## Directive
Could you reproduce all the records below, substituting "one point per item" for every "one dot per instance" and keeping everything else the same? Leave the pictures out of your answer.

START Data for processing

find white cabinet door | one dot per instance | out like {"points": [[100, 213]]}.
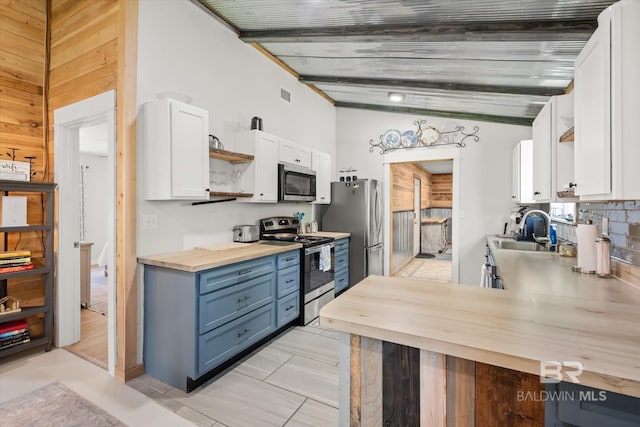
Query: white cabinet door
{"points": [[515, 176], [175, 146], [321, 163], [592, 155], [542, 154], [189, 152], [266, 161], [292, 153]]}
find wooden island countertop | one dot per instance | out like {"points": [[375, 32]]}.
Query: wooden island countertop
{"points": [[513, 330]]}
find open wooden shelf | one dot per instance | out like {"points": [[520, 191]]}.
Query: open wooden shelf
{"points": [[213, 194], [229, 156], [567, 136]]}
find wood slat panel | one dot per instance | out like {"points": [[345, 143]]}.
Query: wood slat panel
{"points": [[461, 392], [78, 17], [400, 385], [371, 382], [95, 59], [90, 38], [433, 389]]}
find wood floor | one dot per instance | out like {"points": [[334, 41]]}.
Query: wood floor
{"points": [[93, 338]]}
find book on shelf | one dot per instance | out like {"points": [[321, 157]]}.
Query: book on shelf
{"points": [[14, 268], [15, 261], [14, 254], [19, 339], [13, 333]]}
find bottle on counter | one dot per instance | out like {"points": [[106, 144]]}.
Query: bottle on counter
{"points": [[603, 251]]}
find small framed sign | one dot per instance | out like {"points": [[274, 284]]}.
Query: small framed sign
{"points": [[15, 171]]}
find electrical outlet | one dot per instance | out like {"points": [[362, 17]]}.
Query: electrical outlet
{"points": [[149, 221]]}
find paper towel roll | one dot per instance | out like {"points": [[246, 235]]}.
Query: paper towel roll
{"points": [[587, 235]]}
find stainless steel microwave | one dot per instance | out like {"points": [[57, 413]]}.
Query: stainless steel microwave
{"points": [[296, 184]]}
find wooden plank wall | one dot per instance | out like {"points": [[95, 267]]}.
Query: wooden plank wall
{"points": [[402, 175], [22, 79], [442, 190]]}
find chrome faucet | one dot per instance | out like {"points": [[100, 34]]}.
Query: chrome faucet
{"points": [[541, 240]]}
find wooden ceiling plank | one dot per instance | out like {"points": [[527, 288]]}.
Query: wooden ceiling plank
{"points": [[421, 84], [519, 121], [519, 31]]}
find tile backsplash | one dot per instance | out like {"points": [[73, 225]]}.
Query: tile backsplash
{"points": [[624, 226]]}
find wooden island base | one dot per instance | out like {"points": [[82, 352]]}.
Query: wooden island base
{"points": [[396, 385]]}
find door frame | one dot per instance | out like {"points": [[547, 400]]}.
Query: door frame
{"points": [[422, 155], [417, 204], [67, 122]]}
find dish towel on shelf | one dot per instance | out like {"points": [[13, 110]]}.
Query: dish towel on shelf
{"points": [[325, 258], [485, 276]]}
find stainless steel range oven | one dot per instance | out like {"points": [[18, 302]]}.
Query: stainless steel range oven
{"points": [[318, 279], [316, 268]]}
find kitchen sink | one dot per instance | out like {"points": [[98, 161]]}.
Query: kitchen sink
{"points": [[520, 246]]}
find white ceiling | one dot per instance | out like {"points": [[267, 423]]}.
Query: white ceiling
{"points": [[439, 166]]}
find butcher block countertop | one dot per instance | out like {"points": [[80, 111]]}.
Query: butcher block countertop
{"points": [[334, 235], [433, 220], [206, 257], [513, 330]]}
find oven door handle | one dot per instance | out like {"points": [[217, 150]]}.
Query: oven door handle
{"points": [[316, 249]]}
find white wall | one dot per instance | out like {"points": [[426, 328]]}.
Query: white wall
{"points": [[95, 202], [183, 49], [485, 171]]}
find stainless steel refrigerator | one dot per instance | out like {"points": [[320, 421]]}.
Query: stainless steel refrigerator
{"points": [[356, 208]]}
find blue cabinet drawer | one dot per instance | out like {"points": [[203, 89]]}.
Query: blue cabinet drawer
{"points": [[288, 309], [341, 280], [342, 245], [288, 280], [222, 277], [340, 261], [228, 340], [224, 305], [288, 259]]}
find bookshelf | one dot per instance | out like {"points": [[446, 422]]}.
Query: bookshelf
{"points": [[42, 267]]}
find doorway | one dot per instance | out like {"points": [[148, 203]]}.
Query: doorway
{"points": [[438, 216], [88, 333]]}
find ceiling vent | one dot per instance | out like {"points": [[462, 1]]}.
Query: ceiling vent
{"points": [[285, 95]]}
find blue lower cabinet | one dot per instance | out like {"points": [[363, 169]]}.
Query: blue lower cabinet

END Data for processing

## Output for this exercise
find white cabinet door | one point per item | out like {"points": [[100, 213]]}.
Query: white cabinet door
{"points": [[515, 176], [175, 146], [321, 163], [592, 155], [542, 154], [189, 152], [266, 161], [292, 153]]}
find wooden island countertop | one point per item | out like {"points": [[375, 32]]}.
Query: wooden island countertop
{"points": [[513, 330]]}
find open wooden shelf | one point per item | out like {"points": [[520, 191]]}.
Query: open wooden shelf
{"points": [[213, 194], [229, 156], [567, 136]]}
find wood slat panel | one point per item | out like {"points": [[345, 143]]}.
Query: wood slat panel
{"points": [[461, 392], [78, 17], [400, 385], [371, 382], [95, 59], [90, 38], [433, 389]]}
find wood floor | one point per item | out like {"points": [[334, 41]]}.
Query: wood floor
{"points": [[93, 338]]}
find book on shelf | one point per item | out like {"points": [[321, 157]]}.
Query: book on shelf
{"points": [[14, 268], [15, 261], [14, 254], [19, 339], [13, 333]]}
find bottle on counter | one point per item | out like {"points": [[106, 144]]}.
Query: bottle on counter
{"points": [[603, 251]]}
find small framed sign | one point per item | out like {"points": [[274, 284]]}.
Query: small framed sign
{"points": [[15, 171]]}
find electrical outlet | one point per item | out like {"points": [[362, 17]]}.
Query: electrical outlet
{"points": [[149, 221]]}
find paper towel roll | one point per item | out like {"points": [[246, 235]]}.
Query: paper towel roll
{"points": [[587, 235]]}
find stainless steel microwave | one point per item | out like {"points": [[57, 413]]}.
Query: stainless steel microwave
{"points": [[296, 184]]}
find wooden plank wall | one point per item | out like {"points": [[95, 267]]}.
Query: wooden plank wall
{"points": [[402, 175], [22, 79], [442, 190]]}
find chrome faucet | one point per item | out like {"points": [[100, 34]]}.
Query: chrome faucet
{"points": [[541, 240]]}
find wooden ceiling plank | one point per item | out like {"points": [[527, 288]]}.
Query: wooden ceiling plank
{"points": [[421, 84], [519, 121], [519, 31]]}
find tile backsplash | one point per item | out like {"points": [[73, 225]]}.
Query: tile backsplash
{"points": [[624, 226]]}
find wooden island base | one point per item | out like {"points": [[82, 352]]}.
Query: wooden island base
{"points": [[396, 385]]}
find door frame | one point per item | out like {"points": [[547, 400]]}.
Query: door frame
{"points": [[422, 155], [417, 204], [67, 122]]}
find dish towel on shelf | one point per item | out like {"points": [[13, 110]]}.
Query: dish towel on shelf
{"points": [[325, 258], [485, 276]]}
find stainless steel range oven | one point per item | out like {"points": [[18, 302]]}.
Query: stainless steel range oven
{"points": [[318, 279], [316, 268]]}
find kitchen sink | one point per item | out like {"points": [[98, 161]]}.
Query: kitchen sink
{"points": [[520, 246]]}
find white ceiling | one point per item | out like {"points": [[267, 423]]}.
Query: white ceiling
{"points": [[439, 166]]}
find butcher block countertop | one point per item | out like {"points": [[80, 111]]}.
Query: butcher block countertop
{"points": [[334, 235], [433, 220], [206, 257], [513, 330]]}
find oven door handle | one point per item | out like {"points": [[217, 150]]}.
Query: oven door handle
{"points": [[316, 249]]}
find white wall | one point per item | out like {"points": [[426, 328]]}.
Query: white wall
{"points": [[95, 202], [183, 49], [485, 171]]}
find stainless steel refrigerator | one point per item | out like {"points": [[320, 421]]}.
Query: stainless steel refrigerator
{"points": [[356, 208]]}
find blue cabinet drawer | one point per item | out like {"points": [[203, 89]]}.
Query: blue cabinet drawer
{"points": [[288, 309], [341, 280], [342, 245], [288, 280], [222, 277], [340, 261], [228, 340], [224, 305], [288, 259]]}
find bookshelf | one point per item | out like {"points": [[446, 422]]}.
Query: bookshelf
{"points": [[42, 267]]}
find doorway | one point per item | out like {"points": [[148, 203]]}.
Query: doorway
{"points": [[438, 216], [88, 333]]}
find ceiling vent | one point per item | out like {"points": [[462, 1]]}.
Query: ceiling vent
{"points": [[285, 95]]}
find blue lower cabinet | one point per item | out like {"points": [[363, 169]]}.
Query: blue lower cabinet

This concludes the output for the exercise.